#### Entries:
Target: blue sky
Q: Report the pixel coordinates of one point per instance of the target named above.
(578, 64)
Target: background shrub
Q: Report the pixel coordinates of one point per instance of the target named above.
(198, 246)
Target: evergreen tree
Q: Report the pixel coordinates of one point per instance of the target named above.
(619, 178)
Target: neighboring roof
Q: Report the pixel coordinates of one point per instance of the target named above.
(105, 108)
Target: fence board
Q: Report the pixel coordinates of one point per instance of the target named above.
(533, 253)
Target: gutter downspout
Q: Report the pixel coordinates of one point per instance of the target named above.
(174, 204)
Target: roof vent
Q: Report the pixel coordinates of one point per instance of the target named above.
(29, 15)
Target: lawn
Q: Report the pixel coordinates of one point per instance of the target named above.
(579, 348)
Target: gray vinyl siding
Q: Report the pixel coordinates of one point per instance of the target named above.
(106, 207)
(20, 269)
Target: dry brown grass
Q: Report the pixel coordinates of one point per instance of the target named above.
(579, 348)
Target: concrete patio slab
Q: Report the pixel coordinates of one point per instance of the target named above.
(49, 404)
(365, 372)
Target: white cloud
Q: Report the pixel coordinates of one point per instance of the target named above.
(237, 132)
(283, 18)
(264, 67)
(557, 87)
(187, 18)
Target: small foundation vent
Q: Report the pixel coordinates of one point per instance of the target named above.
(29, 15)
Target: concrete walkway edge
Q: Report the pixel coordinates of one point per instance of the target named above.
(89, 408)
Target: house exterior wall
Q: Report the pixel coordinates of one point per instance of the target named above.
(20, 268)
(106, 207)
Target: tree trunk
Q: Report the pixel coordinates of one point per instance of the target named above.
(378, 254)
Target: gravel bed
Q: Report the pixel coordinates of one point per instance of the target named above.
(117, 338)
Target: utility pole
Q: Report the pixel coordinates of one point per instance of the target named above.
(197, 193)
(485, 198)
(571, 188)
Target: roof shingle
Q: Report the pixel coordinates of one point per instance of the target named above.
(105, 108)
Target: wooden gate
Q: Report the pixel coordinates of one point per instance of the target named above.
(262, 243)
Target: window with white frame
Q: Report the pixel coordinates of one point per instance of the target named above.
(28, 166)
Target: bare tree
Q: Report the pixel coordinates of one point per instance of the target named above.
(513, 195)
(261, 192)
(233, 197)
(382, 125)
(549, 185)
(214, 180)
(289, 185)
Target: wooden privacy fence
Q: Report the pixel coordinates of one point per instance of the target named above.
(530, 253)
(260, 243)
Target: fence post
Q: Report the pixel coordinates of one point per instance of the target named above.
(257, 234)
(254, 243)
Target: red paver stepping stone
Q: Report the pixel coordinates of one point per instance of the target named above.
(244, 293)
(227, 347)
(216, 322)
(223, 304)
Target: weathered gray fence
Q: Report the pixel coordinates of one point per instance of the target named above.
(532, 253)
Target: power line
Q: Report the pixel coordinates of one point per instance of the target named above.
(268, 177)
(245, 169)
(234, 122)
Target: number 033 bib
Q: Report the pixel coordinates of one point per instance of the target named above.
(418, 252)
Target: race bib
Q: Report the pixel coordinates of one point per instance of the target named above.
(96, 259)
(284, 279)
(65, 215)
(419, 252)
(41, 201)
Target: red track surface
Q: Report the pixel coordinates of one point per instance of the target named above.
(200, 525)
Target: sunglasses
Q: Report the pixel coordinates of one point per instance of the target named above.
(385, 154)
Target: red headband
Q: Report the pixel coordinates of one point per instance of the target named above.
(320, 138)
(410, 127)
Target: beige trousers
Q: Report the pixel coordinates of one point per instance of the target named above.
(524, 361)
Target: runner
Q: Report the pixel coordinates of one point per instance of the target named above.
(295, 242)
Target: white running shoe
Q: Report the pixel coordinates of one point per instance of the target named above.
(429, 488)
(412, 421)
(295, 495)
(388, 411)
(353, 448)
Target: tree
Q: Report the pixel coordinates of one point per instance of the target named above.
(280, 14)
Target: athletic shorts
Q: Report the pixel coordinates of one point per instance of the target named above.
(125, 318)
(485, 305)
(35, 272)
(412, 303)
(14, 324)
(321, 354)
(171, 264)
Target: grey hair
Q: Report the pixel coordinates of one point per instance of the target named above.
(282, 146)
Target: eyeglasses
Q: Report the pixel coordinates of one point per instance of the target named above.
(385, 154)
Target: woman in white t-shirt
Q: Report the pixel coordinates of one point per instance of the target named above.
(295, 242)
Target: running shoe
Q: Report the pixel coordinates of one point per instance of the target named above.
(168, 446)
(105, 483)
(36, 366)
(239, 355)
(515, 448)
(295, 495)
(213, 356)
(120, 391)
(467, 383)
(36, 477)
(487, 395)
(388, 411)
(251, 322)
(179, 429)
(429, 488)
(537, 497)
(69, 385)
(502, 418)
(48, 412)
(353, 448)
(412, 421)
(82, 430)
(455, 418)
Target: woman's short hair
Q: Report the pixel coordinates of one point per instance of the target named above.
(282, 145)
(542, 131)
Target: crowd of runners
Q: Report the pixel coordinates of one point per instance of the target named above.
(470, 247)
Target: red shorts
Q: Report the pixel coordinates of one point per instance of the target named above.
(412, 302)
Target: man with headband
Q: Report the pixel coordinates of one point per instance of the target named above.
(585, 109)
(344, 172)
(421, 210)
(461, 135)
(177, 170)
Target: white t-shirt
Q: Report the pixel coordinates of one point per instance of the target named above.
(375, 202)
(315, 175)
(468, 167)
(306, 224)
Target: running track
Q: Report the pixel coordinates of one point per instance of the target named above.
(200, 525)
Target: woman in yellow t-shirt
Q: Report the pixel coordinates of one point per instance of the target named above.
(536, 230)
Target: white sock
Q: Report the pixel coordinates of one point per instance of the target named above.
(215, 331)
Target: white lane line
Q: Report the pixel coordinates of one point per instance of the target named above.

#### Problem description:
Replace "pixel coordinates" with "x-y coordinates" throughout the listing above and write out the full listing again, with nothing else changed.

#### Answer for this exercise:
Target: blue sky
Q: Report the x-y coordinates of one point per instance of the target named above.
(578, 64)
Target: background shrub
Q: Report the x-y coordinates of one point per instance of the target named above.
(198, 246)
Target: evergreen tree
Q: Report the x-y coordinates of one point per instance of the target named above.
(619, 178)
Target: neighboring roof
Q: Report the x-y coordinates of one point per instance of the target named above.
(105, 108)
Target: fence board
Q: Report the x-y coordinates of one point per instance of the target named above.
(533, 253)
Target: gutter downspout
Q: Report the x-y coordinates of one point per instance of the target named above.
(174, 204)
Target: roof vent
Q: Report the x-y coordinates of one point per instance of the target named above.
(29, 15)
Target: lawn
Q: Report the x-y coordinates of one point per instance of the target named above.
(579, 348)
Target: gray vinyl siding
Q: Report the x-y coordinates of one point per instance of the target named above.
(106, 207)
(20, 269)
Target: dry brown grass
Q: Report the x-y coordinates of one point per instance of the target named above.
(579, 348)
Target: concrete patio slab
Q: Report the x-y coordinates of one point per instance of the target named above.
(49, 404)
(365, 372)
Target: white cloud
Q: Report the x-y coordinates of one point per instance of the target named above.
(237, 132)
(283, 18)
(264, 67)
(557, 87)
(187, 18)
Target: small foundation vent
Q: Report the x-y coordinates of one point per instance of the target named above.
(29, 15)
Target: concrete walkway edge
Q: Report the x-y coordinates of one point per instance of the target named above.
(89, 408)
Target: house exterior wall
Q: Report the x-y coordinates of one point per instance of the target named above.
(20, 268)
(106, 207)
Target: tree trunk
Q: Report the x-y coordinates of one point per instance of the target named above.
(378, 254)
Target: gravel bed
Q: Report the x-y coordinates of one point per instance of the target named above.
(117, 338)
Target: utility pole
Q: Report the x-y coordinates of one point per instance of the target named above.
(197, 193)
(485, 198)
(571, 188)
Target: roof shingle
Q: Report the x-y coordinates of one point per instance of the target named above.
(105, 108)
Target: wooden gate
Q: Report the x-y coordinates of one point per instance of the target named above.
(262, 243)
Target: window with white frame
Q: Report the x-y coordinates of one point per instance of the target named above.
(28, 166)
Target: bare tree
Q: Report the x-y coordinates of one point per instance of the target named above.
(513, 195)
(261, 192)
(233, 197)
(382, 125)
(549, 185)
(214, 180)
(289, 185)
Target: wooden privacy fence
Q: Report the x-y coordinates of one point per instance of the target named above.
(530, 253)
(260, 243)
Target: fence post
Q: Report the x-y coordinates of one point per instance of the target named above.
(257, 234)
(254, 243)
Target: red paver stepping stone
Q: Report the x-y coordinates of one point per instance of the target named above.
(244, 293)
(227, 347)
(216, 322)
(223, 304)
Target: weathered gray fence
Q: Report the x-y coordinates of one point per instance of the target named above.
(532, 253)
Target: power line
Q: Report the x-y coordinates of one point per instance of the target named above.
(268, 177)
(245, 169)
(234, 122)
Target: number 033 bib
Q: Report the x-y coordinates of one point per instance of the target named above.
(418, 252)
Target: race bib
Q: Report the x-y coordinates of one point per instance of the target named above.
(96, 259)
(284, 279)
(65, 215)
(419, 252)
(41, 201)
Target: red track surface
Q: Report the x-y coordinates of one point per instance of the target named above.
(200, 525)
Target: sunglasses
Q: Report the x-y coordinates of one point per instance of the target named above.
(385, 154)
Target: red headband
Q: Report the x-y coordinates of one point per instance of the target named above.
(320, 138)
(410, 127)
Target: beige trousers
Q: Report the x-y coordinates of one point per instance of the target named above.
(524, 361)
Target: runner
Q: Report the x-y coordinates of one point per instance of the target named above.
(295, 242)
Target: white running shoe
Q: Report the x-y coordinates of one point per instance of the target named above.
(429, 488)
(412, 421)
(295, 495)
(388, 411)
(353, 448)
Target: tree
Q: Report the x-y coordinates of one point per instance of the target named above.
(280, 14)
Target: athletic shorts
Q: Report the x-y coordinates of one point per instance of the target named above.
(125, 318)
(485, 305)
(35, 272)
(412, 303)
(14, 324)
(321, 354)
(171, 264)
Target: grey hair
Q: Report the x-y coordinates of one point per instance of the target named above.
(282, 146)
Target: eyeglasses
Q: Report the x-y coordinates of one point per instance of the target named above.
(385, 154)
Target: woman in white t-shirt
Q: Report the x-y coordinates of one point per instance of the target named above.
(295, 242)
Target: running shoe
Q: Report the x-y coordinates of one point per instance of the target named above.
(168, 446)
(105, 483)
(36, 366)
(239, 355)
(515, 448)
(295, 495)
(213, 356)
(120, 391)
(467, 383)
(36, 477)
(487, 395)
(388, 411)
(251, 322)
(179, 429)
(429, 488)
(537, 497)
(69, 385)
(502, 418)
(48, 412)
(353, 448)
(412, 421)
(82, 430)
(455, 418)
Target: woman's short hair
Q: Report the x-y coordinates of one point per instance of the target named above.
(282, 145)
(542, 131)
Target: crowd of runners
Q: Report the x-y coordinates of one point per instance of the target named above.
(470, 247)
Target: red shorts
Q: Report the x-y coordinates of one point per instance of the target named above.
(412, 302)
Target: man with headband
Q: Report the x-y coordinates of one point per instance of the target named above.
(585, 109)
(344, 172)
(421, 210)
(461, 135)
(177, 170)
Target: white t-shirt
Q: Report the x-y coordinates of one point per instance of the target named above.
(375, 202)
(315, 175)
(468, 167)
(306, 224)
Target: running track
Q: Report the x-y coordinates of one point per instance of the target named above.
(200, 525)
Target: woman in yellow t-shirt
Q: Report the x-y coordinates of one point per instance of the target named above.
(536, 230)
Target: white sock
Q: Report the x-y coordinates of one point per instance of the target named above.
(215, 331)
Target: white lane line
Q: Report the x-y coordinates of one point per instance of the target named above.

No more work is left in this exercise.